**Written exercise:**
Extend the worked compound microscope problem that comes first below, starting right after its final sentence.
══ Selected excerpt ══
The focal lengths of the objective and the eyepiece are 1 cm and 4 cm respectively . The distance between them is 14.5 cm . If an object of height 1mm is placed at a distance of 1.1 cm from the objective what will be the position and the size of the image seen throught the microscope?

Here , `f_o=1 cm and f_e =4 cm ` .
For the objective , u=-1.1cm. If the image of the object is formed at a distance v, we have from the equation of the lens,
`1/v+1/(1.1)=1/1 or, 1/v+(10)/(11)=1 or, v=11 cm`
So the image formed by the objective is at a distance 11 cm on the other side of the objective and this image real. This image acts as an object to the eyepiece.
═══
══ Entries supplied ══
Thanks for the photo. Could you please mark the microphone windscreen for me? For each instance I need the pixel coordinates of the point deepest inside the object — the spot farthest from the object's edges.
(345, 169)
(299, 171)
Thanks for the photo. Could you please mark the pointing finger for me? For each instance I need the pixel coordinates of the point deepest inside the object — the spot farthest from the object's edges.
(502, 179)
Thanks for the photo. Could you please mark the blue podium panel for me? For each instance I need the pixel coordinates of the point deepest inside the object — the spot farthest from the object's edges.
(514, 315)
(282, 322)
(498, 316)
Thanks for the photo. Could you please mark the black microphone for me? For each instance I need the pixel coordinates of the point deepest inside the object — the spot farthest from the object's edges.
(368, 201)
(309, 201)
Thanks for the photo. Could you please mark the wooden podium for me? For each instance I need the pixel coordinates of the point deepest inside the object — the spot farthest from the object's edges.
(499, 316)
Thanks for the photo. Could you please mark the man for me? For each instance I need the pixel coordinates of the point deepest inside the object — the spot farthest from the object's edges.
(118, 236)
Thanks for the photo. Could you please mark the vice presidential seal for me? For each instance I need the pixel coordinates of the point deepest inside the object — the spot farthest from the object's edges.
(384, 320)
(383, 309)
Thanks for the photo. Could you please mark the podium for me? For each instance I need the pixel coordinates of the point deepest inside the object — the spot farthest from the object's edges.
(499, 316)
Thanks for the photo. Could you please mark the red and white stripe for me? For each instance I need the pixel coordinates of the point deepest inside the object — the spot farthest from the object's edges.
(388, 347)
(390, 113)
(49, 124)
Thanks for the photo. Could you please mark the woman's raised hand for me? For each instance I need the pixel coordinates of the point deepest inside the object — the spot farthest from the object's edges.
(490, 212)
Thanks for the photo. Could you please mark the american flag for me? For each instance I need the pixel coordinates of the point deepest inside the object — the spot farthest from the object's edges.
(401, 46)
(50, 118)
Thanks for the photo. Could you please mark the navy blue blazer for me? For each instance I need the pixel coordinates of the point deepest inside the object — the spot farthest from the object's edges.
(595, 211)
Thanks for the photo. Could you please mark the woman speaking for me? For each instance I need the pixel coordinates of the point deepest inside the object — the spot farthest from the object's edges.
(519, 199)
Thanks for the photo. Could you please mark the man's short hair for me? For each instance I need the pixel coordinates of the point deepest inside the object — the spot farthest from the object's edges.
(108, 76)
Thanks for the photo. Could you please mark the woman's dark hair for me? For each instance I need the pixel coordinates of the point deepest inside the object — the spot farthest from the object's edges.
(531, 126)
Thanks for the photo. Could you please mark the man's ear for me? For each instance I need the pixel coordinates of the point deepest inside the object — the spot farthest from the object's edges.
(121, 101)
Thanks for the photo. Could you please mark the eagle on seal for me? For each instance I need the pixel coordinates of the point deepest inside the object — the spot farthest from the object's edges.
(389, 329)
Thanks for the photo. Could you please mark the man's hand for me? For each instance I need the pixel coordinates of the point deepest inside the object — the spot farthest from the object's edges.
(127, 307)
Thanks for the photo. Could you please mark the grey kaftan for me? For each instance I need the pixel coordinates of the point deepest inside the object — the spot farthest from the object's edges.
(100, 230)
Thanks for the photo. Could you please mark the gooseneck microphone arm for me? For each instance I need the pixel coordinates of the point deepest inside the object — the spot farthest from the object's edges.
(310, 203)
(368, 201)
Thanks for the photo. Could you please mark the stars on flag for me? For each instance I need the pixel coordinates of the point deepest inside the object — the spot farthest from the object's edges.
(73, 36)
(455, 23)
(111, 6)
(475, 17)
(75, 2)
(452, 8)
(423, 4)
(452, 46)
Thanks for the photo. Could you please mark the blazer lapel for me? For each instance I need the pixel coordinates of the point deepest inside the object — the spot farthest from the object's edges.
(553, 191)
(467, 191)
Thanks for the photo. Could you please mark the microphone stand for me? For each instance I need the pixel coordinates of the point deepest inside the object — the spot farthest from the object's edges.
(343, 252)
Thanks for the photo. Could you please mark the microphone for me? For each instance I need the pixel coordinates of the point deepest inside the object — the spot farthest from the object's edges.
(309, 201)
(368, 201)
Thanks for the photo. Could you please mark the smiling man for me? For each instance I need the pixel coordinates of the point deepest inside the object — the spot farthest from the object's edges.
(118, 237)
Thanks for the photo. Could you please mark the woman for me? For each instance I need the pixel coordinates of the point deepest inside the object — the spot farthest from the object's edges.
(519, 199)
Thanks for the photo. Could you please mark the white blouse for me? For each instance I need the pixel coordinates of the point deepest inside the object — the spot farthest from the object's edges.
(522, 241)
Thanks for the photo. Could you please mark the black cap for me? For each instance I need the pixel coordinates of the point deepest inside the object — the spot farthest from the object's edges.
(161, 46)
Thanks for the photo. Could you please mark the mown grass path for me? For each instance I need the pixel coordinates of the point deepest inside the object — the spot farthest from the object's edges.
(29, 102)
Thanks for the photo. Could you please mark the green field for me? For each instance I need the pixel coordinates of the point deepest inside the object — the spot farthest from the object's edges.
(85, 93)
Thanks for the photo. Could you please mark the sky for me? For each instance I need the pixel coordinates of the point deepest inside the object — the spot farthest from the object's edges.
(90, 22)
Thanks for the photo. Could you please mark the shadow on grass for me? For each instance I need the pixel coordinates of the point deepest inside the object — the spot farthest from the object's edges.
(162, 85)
═══
**Result of this task:**
`therefore m_1 =v/u=(11)/(1.1)=10`
Now , the object distance relative to the eyepiece =-(14.5-11)=-3.5 cm
If the image is formed at a distance of V from the eyepiece we have from the equation of the lens,
` 1/V+1/(3.5)=1/4 or, 1/V=-2/7+1/4=-1/(28) or, V=-28 cm `
This image is virtual and will be formed at a distance of 28 cm in front of the eyepiece.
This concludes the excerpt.